Start of Data to examine

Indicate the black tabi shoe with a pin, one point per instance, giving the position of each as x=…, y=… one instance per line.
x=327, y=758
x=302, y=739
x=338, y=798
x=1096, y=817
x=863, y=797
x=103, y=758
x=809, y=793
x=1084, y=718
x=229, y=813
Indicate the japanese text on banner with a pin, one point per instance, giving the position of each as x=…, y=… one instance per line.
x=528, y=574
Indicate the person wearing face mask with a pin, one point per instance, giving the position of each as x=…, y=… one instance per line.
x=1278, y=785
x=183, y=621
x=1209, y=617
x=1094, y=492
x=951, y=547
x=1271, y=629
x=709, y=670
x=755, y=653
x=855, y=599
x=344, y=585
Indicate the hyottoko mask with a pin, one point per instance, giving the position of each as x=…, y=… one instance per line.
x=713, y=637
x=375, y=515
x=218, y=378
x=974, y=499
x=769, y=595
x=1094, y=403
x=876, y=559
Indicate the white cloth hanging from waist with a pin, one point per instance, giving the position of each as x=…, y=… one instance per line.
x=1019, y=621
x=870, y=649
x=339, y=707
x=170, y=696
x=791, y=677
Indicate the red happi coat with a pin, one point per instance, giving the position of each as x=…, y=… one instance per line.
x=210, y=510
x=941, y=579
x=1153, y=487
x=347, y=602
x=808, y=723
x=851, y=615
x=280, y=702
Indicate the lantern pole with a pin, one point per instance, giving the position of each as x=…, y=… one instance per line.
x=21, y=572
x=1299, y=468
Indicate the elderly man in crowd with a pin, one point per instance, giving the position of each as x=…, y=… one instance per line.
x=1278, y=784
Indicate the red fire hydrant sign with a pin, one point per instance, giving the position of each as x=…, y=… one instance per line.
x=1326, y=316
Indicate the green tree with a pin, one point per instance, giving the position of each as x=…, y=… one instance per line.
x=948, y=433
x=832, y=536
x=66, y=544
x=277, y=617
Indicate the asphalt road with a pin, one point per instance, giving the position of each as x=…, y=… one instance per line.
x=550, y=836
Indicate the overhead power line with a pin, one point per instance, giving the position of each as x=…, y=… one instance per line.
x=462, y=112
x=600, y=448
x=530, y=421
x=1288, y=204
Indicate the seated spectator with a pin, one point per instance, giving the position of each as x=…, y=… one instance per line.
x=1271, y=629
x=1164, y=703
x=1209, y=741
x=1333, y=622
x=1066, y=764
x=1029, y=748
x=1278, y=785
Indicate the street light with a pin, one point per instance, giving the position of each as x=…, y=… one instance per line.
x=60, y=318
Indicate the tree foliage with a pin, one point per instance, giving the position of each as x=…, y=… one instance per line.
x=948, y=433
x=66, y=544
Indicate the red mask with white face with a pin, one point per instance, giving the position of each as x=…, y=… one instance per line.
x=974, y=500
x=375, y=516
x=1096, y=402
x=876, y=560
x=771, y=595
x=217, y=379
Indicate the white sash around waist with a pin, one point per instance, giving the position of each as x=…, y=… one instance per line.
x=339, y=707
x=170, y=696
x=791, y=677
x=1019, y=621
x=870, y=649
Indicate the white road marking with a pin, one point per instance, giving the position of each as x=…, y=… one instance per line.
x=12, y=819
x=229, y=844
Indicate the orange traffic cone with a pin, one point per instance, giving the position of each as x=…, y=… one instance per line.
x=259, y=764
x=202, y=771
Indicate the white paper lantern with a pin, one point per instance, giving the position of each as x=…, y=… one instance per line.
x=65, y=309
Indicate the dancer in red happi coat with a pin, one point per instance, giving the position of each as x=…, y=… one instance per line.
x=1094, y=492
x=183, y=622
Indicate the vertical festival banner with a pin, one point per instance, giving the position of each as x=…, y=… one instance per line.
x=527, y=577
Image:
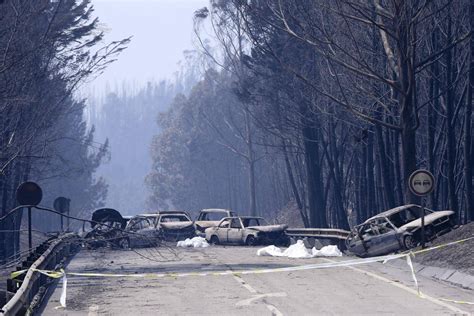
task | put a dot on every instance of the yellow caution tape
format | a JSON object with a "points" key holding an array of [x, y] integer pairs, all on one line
{"points": [[383, 259]]}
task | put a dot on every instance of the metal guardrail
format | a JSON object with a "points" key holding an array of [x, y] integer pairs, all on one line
{"points": [[327, 233], [27, 286]]}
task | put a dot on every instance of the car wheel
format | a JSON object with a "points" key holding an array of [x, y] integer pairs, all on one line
{"points": [[251, 241], [214, 240], [409, 242], [124, 243]]}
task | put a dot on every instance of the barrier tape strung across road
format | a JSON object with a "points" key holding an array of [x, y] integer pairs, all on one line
{"points": [[347, 263]]}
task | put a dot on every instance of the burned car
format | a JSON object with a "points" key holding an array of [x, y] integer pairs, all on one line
{"points": [[246, 230], [174, 225], [107, 227], [397, 229], [209, 218], [140, 232]]}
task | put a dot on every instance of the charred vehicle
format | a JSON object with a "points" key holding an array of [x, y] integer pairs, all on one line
{"points": [[397, 229], [246, 230], [210, 218], [174, 225], [107, 228], [140, 232]]}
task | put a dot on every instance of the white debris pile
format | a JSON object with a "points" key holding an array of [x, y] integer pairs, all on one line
{"points": [[195, 242], [298, 250]]}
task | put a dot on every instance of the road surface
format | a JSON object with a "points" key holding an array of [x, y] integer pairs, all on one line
{"points": [[372, 289]]}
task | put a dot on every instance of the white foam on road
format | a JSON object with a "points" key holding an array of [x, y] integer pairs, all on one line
{"points": [[299, 251], [196, 242]]}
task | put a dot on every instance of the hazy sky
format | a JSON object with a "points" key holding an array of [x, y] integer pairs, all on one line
{"points": [[161, 30]]}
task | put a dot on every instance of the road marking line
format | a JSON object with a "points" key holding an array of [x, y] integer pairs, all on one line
{"points": [[249, 288], [407, 289], [245, 284], [274, 310], [93, 310], [249, 301]]}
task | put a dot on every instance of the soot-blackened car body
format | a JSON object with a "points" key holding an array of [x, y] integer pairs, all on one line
{"points": [[140, 232], [210, 217], [246, 230], [174, 225], [397, 229]]}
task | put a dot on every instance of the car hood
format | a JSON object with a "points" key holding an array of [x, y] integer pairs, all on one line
{"points": [[176, 225], [269, 228], [430, 218], [207, 224]]}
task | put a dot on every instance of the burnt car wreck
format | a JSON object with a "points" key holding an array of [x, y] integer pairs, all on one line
{"points": [[397, 229], [247, 230], [107, 227]]}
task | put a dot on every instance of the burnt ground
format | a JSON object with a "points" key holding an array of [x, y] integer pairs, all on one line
{"points": [[459, 257]]}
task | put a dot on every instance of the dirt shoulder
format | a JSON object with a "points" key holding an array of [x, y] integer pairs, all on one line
{"points": [[459, 257]]}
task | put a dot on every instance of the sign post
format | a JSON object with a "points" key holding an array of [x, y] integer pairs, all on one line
{"points": [[61, 204], [29, 194], [421, 183]]}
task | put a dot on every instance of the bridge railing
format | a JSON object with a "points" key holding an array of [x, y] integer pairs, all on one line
{"points": [[26, 286]]}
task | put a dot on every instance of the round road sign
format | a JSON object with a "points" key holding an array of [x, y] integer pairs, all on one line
{"points": [[421, 182], [61, 204], [29, 193]]}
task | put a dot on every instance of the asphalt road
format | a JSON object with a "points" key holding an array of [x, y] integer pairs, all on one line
{"points": [[372, 289]]}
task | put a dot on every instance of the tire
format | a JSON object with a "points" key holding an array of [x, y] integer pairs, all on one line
{"points": [[409, 242], [251, 240], [124, 243], [214, 240]]}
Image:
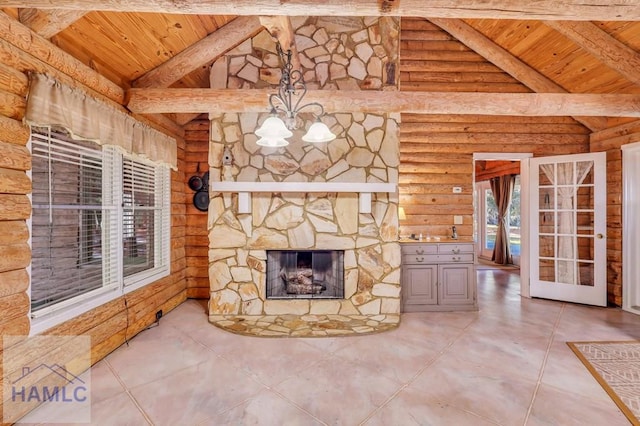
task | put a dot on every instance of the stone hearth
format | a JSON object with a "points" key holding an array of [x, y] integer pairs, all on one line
{"points": [[366, 150]]}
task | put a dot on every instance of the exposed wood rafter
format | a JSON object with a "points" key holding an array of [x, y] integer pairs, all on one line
{"points": [[200, 53], [525, 104], [593, 10], [281, 30], [614, 54], [48, 23], [508, 63]]}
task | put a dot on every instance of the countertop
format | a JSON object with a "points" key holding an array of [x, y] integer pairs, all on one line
{"points": [[437, 239]]}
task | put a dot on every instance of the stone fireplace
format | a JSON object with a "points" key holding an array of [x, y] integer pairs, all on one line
{"points": [[248, 235], [305, 274]]}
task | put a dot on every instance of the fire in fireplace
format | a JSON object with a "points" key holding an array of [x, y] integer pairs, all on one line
{"points": [[305, 274]]}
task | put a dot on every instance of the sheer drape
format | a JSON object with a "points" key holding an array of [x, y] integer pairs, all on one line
{"points": [[53, 104], [502, 188]]}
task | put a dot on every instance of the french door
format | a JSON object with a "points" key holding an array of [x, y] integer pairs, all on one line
{"points": [[568, 228]]}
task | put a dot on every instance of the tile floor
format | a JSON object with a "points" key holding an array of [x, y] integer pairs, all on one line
{"points": [[507, 364]]}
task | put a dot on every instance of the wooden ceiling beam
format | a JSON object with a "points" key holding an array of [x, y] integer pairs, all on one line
{"points": [[510, 64], [48, 23], [580, 10], [607, 49], [201, 52], [520, 104]]}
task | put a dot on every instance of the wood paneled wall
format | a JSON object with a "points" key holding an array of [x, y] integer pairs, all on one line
{"points": [[197, 240], [436, 151], [610, 141], [110, 324]]}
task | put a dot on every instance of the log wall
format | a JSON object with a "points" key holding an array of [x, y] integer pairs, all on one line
{"points": [[610, 141], [197, 241], [436, 151], [110, 324]]}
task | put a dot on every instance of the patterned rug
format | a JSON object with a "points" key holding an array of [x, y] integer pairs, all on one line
{"points": [[616, 366]]}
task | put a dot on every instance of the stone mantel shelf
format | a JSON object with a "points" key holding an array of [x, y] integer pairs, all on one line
{"points": [[244, 190]]}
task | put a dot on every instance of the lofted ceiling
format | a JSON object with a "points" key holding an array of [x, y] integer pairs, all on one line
{"points": [[560, 49]]}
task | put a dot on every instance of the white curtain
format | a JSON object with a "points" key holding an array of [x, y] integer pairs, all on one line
{"points": [[53, 104], [562, 175]]}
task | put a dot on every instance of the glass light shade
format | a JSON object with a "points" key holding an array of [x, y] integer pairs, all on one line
{"points": [[318, 132], [272, 142], [273, 128]]}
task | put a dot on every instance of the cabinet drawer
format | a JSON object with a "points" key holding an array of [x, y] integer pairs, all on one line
{"points": [[417, 259], [419, 249], [456, 258], [455, 248]]}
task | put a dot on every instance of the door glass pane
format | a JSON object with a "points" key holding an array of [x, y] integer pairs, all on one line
{"points": [[565, 223], [584, 223], [586, 276], [546, 223], [565, 198], [565, 247], [585, 172], [547, 270], [585, 198], [566, 272], [547, 199], [564, 174], [585, 248], [491, 217], [514, 220], [547, 246], [545, 174]]}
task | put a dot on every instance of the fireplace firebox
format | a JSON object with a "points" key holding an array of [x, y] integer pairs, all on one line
{"points": [[305, 274]]}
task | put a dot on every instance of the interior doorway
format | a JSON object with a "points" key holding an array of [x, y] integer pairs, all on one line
{"points": [[487, 214], [519, 225]]}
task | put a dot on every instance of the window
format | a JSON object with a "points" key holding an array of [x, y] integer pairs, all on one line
{"points": [[100, 225]]}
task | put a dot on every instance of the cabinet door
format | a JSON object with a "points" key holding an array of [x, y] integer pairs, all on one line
{"points": [[419, 286], [457, 285]]}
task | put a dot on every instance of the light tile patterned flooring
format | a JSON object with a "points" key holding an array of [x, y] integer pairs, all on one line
{"points": [[507, 364]]}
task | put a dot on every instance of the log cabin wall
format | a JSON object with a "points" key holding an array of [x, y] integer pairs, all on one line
{"points": [[109, 325], [610, 141], [196, 238], [436, 151]]}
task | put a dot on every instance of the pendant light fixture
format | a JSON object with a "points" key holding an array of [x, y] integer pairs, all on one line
{"points": [[286, 103]]}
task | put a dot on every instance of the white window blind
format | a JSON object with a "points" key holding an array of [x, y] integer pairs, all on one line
{"points": [[71, 219], [144, 218], [100, 223]]}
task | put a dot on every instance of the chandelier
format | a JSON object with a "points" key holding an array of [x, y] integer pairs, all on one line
{"points": [[286, 103]]}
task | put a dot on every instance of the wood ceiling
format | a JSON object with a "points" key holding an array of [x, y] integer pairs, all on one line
{"points": [[592, 67]]}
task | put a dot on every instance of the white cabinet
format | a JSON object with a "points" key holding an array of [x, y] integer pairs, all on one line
{"points": [[438, 277]]}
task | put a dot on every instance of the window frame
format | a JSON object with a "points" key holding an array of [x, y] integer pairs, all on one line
{"points": [[50, 316]]}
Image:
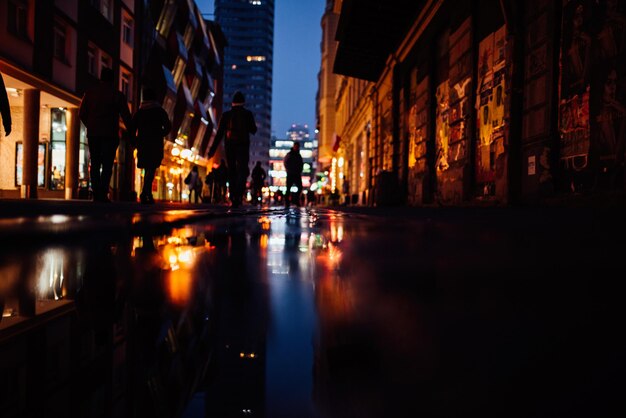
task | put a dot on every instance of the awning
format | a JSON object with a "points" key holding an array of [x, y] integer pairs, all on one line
{"points": [[368, 32]]}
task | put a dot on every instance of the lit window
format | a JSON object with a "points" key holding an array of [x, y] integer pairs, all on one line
{"points": [[60, 43], [127, 31], [92, 62], [126, 85]]}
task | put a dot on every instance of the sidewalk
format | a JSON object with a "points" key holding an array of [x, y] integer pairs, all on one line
{"points": [[57, 219]]}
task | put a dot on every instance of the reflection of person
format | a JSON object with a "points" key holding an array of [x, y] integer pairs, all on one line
{"points": [[258, 179], [151, 124], [100, 110], [235, 126], [5, 109], [293, 165]]}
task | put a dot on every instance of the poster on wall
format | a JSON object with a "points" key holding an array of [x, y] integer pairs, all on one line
{"points": [[442, 126], [19, 163]]}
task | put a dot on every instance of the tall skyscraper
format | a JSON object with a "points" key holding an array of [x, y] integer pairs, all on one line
{"points": [[249, 29]]}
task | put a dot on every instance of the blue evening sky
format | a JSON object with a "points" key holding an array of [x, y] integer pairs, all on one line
{"points": [[297, 37]]}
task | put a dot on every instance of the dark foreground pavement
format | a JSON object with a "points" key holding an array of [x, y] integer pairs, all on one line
{"points": [[357, 312]]}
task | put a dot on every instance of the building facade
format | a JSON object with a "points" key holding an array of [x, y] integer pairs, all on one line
{"points": [[51, 52], [248, 59], [482, 101]]}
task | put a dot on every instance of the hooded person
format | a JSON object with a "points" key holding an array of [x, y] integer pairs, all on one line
{"points": [[151, 124], [100, 111], [235, 127]]}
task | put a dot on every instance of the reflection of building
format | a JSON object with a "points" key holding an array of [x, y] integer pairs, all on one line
{"points": [[249, 28], [50, 52], [478, 106], [280, 148], [182, 59]]}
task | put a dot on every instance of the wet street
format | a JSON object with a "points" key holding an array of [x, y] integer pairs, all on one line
{"points": [[320, 313]]}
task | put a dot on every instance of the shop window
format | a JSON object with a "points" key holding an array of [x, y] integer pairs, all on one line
{"points": [[126, 85], [60, 42], [17, 18], [127, 31], [58, 130], [105, 7], [92, 60]]}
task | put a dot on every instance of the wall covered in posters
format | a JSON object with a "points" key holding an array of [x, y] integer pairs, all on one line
{"points": [[592, 110], [490, 106]]}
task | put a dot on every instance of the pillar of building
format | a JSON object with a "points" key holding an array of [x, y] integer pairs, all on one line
{"points": [[32, 99], [72, 148]]}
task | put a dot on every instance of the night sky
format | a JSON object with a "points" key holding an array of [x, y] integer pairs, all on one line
{"points": [[297, 37]]}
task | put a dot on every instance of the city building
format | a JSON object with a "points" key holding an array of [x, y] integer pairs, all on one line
{"points": [[249, 27], [50, 52], [280, 148], [499, 102], [182, 59], [327, 87]]}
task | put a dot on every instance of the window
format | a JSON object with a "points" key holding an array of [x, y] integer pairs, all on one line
{"points": [[17, 21], [92, 60], [60, 42], [126, 85], [127, 31], [105, 7], [105, 61]]}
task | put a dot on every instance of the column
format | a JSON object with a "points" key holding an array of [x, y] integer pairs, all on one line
{"points": [[31, 143], [72, 148]]}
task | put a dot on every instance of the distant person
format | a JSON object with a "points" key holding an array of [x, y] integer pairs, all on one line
{"points": [[151, 124], [258, 181], [194, 182], [235, 126], [221, 177], [5, 109], [100, 111], [294, 165]]}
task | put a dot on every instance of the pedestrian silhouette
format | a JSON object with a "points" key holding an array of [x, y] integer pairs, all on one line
{"points": [[100, 111], [258, 180], [293, 164], [235, 126], [194, 182], [5, 109], [150, 125]]}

End of Data to examine

### Try it
In the data above, find the line that contains "white window blind" and the line that contains "the wood ceiling". Repeat exactly those lines and every line between them, and only those.

### Task output
task | put a dot on every instance of the white window blind
format | a JSON object with a "points" key holding an array of [x, y] integer pairs, all on one line
{"points": [[71, 219], [144, 218], [100, 223]]}
task | put a dot on every instance of the chandelier
format | a JSON object with a "points" key holding an array of [x, y] integer pairs, all on one line
{"points": [[286, 103]]}
task | put a dot on every instance of the wood ceiling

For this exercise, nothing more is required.